** Reading passage **
▼▼▼

Once the WPK was created there was a virtual parity between the four factions with the Yanan, Soviet and Domestic factions each having four representatives on the Politburo with the Guerrilla faction having three.

In the early years of the party, Kim Il Sung was the acknowledged leader, but he did not yet have absolute power, since it was necessary to balance off the interests of the various factions. To eliminate any threats to his position, he first moved against individual leaders who were potential rivals. He drove from power Alexei Ivanovich Hegay (also known as Hŏ Ka-i), leader of the Soviet faction, first demoting him during the Korean War in 1951 and then using him as a scapegoat for slow repairs of a water reservoir bombed by the Americans to drive him from power (and to an alleged suicide) in 1953. In part, it was possible for Kim to do this because the intervention of "Chinese People's Volunteers" in the war reduced the influence of both the USSR and the Soviet faction and allowed Kim Il Sung the room he needed to dispose of his main rival.

▲▲▲

** What to do **
[a] Write out the passage on the WPK factions from "Once the WPK" to "faction having three.".
[b] Answer these questions from the passage on the WPK factions:
(i) How many representatives did the Guerrilla faction have on the Politburo?
(ii) In what year was Hegay first demoted?
(iii) For what was Hegay made a scapegoat?
[c] Carry on the passage on the WPK factions from the point where it ends.

** Information **
▼▼▼

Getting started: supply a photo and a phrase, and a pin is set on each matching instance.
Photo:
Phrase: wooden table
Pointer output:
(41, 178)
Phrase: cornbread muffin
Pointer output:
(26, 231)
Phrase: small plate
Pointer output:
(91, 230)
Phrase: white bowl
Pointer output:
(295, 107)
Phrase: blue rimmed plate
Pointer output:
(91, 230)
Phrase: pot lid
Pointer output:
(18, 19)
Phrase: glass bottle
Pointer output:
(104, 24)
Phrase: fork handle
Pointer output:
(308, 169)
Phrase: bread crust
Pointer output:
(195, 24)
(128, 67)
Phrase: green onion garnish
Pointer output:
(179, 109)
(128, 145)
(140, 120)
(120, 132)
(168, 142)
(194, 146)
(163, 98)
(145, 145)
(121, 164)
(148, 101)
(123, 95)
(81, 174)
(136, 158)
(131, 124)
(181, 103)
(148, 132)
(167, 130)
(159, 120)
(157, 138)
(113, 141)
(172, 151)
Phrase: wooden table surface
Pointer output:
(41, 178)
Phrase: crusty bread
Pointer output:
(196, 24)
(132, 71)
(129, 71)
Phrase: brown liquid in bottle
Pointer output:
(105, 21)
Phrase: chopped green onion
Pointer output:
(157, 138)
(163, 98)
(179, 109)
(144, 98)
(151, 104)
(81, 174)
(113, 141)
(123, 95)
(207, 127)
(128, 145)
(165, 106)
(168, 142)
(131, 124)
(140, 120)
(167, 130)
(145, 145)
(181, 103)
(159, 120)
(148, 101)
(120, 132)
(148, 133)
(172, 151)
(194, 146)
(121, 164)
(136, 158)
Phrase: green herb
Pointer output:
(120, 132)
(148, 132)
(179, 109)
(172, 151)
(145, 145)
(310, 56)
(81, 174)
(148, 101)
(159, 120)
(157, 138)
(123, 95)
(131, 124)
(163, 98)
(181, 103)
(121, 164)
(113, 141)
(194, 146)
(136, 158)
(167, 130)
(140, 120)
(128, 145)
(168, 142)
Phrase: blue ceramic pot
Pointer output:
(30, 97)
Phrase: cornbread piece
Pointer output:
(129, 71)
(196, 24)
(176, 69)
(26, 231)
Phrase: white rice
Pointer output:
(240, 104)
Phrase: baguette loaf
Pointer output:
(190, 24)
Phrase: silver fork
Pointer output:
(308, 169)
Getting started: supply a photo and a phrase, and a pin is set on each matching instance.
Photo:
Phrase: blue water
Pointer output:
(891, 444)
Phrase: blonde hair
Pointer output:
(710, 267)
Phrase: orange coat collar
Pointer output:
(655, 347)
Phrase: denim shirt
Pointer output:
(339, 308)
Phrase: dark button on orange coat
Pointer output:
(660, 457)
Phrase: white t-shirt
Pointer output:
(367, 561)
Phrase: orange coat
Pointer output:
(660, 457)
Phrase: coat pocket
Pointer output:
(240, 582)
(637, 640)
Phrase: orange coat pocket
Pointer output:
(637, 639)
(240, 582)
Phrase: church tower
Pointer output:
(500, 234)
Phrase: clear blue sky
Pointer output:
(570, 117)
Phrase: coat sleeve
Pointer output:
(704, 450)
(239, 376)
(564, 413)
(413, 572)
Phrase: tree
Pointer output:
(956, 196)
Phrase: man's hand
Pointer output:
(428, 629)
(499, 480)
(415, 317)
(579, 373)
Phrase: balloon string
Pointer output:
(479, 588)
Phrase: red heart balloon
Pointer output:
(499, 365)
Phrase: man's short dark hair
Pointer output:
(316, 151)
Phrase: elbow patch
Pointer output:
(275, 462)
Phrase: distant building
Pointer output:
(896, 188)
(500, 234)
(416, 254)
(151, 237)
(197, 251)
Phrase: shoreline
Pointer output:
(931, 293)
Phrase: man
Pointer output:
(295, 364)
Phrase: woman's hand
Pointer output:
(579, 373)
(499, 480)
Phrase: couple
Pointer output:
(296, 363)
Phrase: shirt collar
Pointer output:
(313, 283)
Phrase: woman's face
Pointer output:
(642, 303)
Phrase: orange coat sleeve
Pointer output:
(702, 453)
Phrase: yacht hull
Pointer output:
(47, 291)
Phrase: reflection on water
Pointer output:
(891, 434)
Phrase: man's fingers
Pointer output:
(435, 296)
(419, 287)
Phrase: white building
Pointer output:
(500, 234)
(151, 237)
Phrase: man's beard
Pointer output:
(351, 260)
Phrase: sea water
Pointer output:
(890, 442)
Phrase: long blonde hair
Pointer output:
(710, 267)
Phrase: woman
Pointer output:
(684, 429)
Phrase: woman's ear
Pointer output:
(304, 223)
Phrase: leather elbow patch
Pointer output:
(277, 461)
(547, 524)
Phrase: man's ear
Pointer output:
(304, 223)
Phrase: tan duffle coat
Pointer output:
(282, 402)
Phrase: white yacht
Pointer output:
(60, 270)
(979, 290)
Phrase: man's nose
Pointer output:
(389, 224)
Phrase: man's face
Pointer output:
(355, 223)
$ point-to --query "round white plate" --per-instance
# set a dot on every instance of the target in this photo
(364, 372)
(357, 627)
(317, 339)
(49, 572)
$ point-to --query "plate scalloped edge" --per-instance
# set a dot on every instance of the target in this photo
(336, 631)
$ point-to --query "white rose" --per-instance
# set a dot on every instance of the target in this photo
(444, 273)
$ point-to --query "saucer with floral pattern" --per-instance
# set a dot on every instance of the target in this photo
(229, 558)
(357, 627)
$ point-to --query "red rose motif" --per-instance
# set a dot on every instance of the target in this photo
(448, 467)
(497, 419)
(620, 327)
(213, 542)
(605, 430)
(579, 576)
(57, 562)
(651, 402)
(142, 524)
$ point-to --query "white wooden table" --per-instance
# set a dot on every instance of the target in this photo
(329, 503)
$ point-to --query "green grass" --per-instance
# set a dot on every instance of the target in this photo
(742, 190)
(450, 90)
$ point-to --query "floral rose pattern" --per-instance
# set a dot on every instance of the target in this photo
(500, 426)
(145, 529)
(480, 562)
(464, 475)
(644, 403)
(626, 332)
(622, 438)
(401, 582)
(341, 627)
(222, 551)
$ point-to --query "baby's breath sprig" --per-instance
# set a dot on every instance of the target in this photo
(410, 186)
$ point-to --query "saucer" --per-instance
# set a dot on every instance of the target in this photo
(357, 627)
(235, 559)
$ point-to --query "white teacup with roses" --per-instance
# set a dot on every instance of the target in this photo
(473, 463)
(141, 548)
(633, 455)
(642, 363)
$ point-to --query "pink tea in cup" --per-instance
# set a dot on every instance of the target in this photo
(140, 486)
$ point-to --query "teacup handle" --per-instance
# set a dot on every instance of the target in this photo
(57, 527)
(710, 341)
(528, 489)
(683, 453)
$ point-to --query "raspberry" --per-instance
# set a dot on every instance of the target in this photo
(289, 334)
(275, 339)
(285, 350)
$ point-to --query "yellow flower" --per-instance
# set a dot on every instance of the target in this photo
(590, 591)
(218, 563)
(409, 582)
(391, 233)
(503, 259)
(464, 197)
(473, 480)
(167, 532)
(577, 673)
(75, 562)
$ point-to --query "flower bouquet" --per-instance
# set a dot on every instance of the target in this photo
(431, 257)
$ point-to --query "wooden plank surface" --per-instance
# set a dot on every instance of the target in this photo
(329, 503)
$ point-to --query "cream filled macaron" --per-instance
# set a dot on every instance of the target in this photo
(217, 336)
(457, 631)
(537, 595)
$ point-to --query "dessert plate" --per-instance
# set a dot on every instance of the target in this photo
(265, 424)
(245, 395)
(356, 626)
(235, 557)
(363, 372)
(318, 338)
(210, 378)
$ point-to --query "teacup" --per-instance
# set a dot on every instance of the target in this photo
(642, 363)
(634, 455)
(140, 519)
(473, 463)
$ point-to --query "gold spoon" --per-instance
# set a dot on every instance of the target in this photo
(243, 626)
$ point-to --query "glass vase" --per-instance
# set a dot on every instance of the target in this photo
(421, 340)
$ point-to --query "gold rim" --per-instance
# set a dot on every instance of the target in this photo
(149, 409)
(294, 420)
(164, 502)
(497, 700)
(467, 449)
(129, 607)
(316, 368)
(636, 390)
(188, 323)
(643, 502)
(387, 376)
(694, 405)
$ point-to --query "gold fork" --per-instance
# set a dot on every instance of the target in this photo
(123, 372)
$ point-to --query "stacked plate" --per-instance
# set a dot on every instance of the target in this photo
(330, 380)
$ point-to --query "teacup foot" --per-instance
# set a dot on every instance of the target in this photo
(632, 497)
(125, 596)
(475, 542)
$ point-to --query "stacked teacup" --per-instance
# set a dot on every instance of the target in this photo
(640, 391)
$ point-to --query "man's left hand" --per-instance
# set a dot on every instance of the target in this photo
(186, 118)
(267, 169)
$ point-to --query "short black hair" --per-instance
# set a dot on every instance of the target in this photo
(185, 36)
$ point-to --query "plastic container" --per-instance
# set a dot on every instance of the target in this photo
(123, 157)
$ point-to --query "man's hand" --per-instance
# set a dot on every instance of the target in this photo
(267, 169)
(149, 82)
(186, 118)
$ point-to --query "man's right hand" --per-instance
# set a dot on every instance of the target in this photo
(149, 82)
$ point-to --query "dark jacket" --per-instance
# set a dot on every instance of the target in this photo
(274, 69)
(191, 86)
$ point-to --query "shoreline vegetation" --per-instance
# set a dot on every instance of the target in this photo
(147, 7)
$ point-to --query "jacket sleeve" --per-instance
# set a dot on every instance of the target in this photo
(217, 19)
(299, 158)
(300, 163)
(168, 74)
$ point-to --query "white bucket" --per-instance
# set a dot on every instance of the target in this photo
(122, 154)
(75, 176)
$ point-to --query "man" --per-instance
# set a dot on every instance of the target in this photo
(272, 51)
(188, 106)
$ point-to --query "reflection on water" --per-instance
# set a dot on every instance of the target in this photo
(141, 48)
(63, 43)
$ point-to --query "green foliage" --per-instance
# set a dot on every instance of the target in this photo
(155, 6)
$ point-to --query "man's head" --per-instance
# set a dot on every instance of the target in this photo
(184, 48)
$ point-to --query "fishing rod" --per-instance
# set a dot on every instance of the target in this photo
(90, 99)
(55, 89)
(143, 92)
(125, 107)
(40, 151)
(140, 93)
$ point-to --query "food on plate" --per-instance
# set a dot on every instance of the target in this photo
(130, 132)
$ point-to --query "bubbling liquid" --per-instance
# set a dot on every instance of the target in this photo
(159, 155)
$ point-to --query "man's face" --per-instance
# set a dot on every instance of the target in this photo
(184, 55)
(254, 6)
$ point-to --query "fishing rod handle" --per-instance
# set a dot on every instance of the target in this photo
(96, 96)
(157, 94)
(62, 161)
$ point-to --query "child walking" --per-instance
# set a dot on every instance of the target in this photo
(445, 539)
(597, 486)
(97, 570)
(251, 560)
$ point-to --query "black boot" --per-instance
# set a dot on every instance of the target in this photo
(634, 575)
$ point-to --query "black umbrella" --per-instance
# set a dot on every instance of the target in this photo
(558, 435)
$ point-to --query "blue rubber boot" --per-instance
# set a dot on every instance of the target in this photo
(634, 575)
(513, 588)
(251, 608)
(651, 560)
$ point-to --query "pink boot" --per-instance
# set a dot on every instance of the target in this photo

▲▲▲

** Exercise answers **
[a]
Once the WPK was created there was a virtual parity between the four factions with the Yanan, Soviet and Domestic factions each having four representatives on the Politburo with the Guerrilla faction having three.

[b]
(i) Three
(ii) 1951
(iii) Slow repairs of a water reservoir bombed by the Americans

[c]
Kim Il Sung also attacked the leadership of the Yanan faction. When the North Koreans were driven to the Chinese border, Kim Il Sung needed a scapegoat to explain the military disaster and blamed Mu Chong, a leader of the Yanan faction and also a leader of the North Korean military. Mu Chong and a number of other military leaders were expelled from the party and Mu was forced to return to China where he spent the rest of his life. Kim Il Sung also removed Pak Il-u, the Minister of the Interior and reputedly the personal representative of Mao Zedong.

The sacking of Hegay, Mu and Pak reduced the influence of the Chinese and Soviet factions, but Kim Il Sung could not yet launch an all-out assault on these factions because he would risk the intervention of Moscow and Beijing when he was still dependent on their support.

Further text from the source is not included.